What you will do. In the article on farm succession, how large is the grain farm that Fiona Jochum's family operates?

That means the older generation can’t put every penny back into the farm either, some has to be put aside for retirement. Wealth management is as important as wealth creation, the business adviser said.
“When all is said and done, you’re going to want to have some money in your back pocket that you don’t have to drag it out of the farm and pay a bunch of tax on,” he said.
It’s a message that resonates with young farmers like Fiona Jochum, who is enrolled in an agricultural diploma program at the University of Manitoba.
“Planning is such a huge thing now, on lots of farms there are multiple generations running the operation, and it can be really difficult,” said the 19-year-old, whose family operates a 4,000-acre grain farm near St. Francois Xavier.
Jochum would like to finish university and then spend some time working in and exploring other aspects of the agriculture industry before returning to the family farm.
But she’s confident in her family’s succession plan.
“My dad actually went through the diploma program I am in, and as soon as he came out of the program the farm went through a whole succession plan and turned into a corporation and now he’s the manager,” she said, adding that although her grandfather has officially retired, he still enjoys helping out.
That’s something that MacLeod said is important — finding new roles for founding generations, so that succession isn’t equated with leaving the farm entirely, or worse yet, death.
“If Dad loves driving the combine, then he should keep driving the combine,” he said.
Mark Owen has been farming for three years, along with his family, on their operation near Graysville, and agrees that all generations need to be incorporated in future plans.
“I think that a lot of people kinda forget about the fairness factor for the older generation — having that respect for them is pretty important,” said the 22-year-old university student. “They built these farms.”
But fairness can be complicated, especially when there are siblings involved.
“They come back and they want their share, when it’s been you that stuck around and worked the 20-hour days to get the crop in and take it off,” MacLeod said. “You cannot be responsible for financing the buyout of your siblings, fair is not equal.”
However, that doesn’t mean siblings are cut out of the inheritance, it just means it will take more planning, more communication and possibly some outside expertise to make it work.
Owen has one brother, but he isn’t interested in returning to the farm and they already have a succession plan in place that takes that into account.
“I feel fairly confident in our succession plan that we’ve got going… it’s going really well,” he said.
The final message MacLeod left the young farmers with is that the time to start looking at succession is now.
“Your challenge is to identify the right process to get that equity over time,” he said. “And you want to do it while there is still time.”

Entries.

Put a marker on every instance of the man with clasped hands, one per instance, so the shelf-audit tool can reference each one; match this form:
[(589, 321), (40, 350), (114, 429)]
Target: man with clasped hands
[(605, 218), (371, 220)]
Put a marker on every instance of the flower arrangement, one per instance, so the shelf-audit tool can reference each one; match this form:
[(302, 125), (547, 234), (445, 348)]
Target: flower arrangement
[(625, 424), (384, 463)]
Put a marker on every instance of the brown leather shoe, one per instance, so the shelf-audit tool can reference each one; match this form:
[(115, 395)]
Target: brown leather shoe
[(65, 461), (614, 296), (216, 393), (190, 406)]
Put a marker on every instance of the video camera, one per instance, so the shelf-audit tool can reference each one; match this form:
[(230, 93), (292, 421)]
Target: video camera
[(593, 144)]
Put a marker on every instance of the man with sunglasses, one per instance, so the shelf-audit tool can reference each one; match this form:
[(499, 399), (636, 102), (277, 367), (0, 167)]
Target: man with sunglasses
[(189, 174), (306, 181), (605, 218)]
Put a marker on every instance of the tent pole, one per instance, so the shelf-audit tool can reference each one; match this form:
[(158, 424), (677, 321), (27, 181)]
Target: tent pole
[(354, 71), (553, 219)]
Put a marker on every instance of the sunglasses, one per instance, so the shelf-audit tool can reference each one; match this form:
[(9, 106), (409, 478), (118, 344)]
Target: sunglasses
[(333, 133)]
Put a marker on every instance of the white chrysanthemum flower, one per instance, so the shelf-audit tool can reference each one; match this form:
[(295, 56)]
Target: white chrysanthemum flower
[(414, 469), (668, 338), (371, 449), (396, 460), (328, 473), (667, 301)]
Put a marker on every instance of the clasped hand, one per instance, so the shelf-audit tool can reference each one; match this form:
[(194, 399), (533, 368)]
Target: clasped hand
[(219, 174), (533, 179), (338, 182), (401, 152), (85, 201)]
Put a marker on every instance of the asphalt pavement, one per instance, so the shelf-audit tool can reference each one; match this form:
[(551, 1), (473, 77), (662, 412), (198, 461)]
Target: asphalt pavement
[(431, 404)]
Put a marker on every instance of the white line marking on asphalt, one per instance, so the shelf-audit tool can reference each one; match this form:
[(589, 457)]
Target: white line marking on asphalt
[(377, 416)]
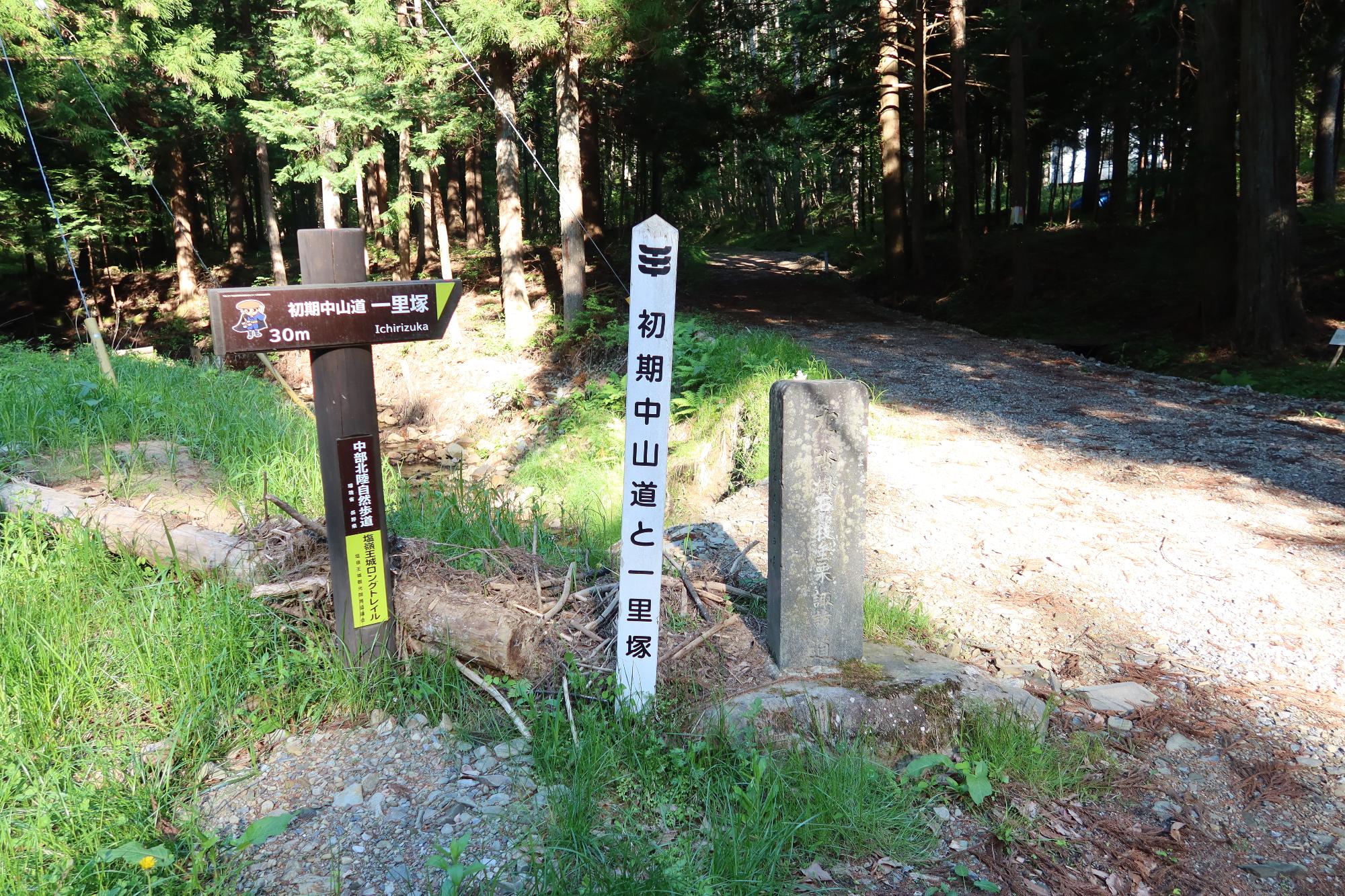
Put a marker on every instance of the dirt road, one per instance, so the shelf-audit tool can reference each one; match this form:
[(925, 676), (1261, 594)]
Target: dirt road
[(1104, 524)]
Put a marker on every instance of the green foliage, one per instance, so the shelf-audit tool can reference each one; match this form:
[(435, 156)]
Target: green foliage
[(728, 815), (1000, 748), (718, 373), (892, 620), (451, 862), (60, 407), (263, 829)]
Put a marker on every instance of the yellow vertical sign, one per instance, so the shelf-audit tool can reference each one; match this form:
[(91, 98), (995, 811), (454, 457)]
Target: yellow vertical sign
[(368, 581)]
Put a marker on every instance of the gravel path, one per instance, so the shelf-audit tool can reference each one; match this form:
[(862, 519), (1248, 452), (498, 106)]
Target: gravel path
[(1093, 520)]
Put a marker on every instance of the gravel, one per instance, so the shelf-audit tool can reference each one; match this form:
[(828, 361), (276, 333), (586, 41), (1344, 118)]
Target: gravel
[(372, 803)]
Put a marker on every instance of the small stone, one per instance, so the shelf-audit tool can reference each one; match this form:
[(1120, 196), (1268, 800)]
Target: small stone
[(349, 798), (1118, 697), (1268, 870), (1182, 743), (1167, 810), (1321, 840)]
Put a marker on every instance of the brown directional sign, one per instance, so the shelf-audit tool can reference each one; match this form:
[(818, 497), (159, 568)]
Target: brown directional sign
[(328, 315)]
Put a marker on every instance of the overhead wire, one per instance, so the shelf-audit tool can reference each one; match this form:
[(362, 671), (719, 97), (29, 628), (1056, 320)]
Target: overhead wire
[(131, 151), (42, 170), (150, 182), (518, 134)]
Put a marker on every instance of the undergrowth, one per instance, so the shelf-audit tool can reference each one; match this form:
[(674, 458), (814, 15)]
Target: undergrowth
[(103, 654), (645, 809), (719, 372)]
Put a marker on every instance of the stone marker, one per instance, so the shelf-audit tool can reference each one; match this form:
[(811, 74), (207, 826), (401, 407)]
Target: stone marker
[(820, 435)]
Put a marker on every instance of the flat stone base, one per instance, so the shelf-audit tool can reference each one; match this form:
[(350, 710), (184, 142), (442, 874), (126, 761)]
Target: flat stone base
[(903, 696)]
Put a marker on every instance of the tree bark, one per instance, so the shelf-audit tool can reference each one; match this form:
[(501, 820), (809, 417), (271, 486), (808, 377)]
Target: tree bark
[(1019, 154), (1328, 108), (404, 204), (890, 127), (1215, 213), (1270, 304), (380, 193), (332, 200), (184, 245), (1093, 166), (474, 201), (268, 202), (237, 210), (572, 184), (964, 174), (919, 104), (518, 313), (591, 162), (446, 264), (454, 201)]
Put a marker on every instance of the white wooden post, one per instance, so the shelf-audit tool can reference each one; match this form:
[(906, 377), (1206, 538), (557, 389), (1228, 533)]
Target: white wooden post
[(649, 378)]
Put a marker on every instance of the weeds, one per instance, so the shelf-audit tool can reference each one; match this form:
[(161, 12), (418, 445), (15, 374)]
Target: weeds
[(638, 807), (103, 654), (892, 620)]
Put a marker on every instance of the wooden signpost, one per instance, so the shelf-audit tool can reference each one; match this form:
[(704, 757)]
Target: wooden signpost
[(649, 380), (338, 318)]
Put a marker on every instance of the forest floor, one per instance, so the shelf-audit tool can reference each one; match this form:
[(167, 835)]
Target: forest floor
[(1077, 522)]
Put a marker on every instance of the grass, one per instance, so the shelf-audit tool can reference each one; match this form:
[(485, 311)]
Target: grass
[(103, 654), (722, 378), (646, 809), (892, 620), (57, 407)]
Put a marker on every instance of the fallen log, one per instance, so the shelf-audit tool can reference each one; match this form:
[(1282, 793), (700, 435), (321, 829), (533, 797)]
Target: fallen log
[(147, 534), (498, 637)]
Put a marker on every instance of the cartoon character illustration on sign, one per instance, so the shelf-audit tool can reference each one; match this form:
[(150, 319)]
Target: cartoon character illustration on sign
[(252, 318)]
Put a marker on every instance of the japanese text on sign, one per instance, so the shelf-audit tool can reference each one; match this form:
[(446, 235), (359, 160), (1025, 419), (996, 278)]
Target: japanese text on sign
[(645, 491), (364, 529)]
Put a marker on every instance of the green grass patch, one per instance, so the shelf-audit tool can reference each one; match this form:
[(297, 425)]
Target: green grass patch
[(102, 655), (57, 405), (648, 810), (894, 619), (1013, 748), (720, 377)]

Full response. It is a 4,000-acre grain farm near St. Francois Xavier.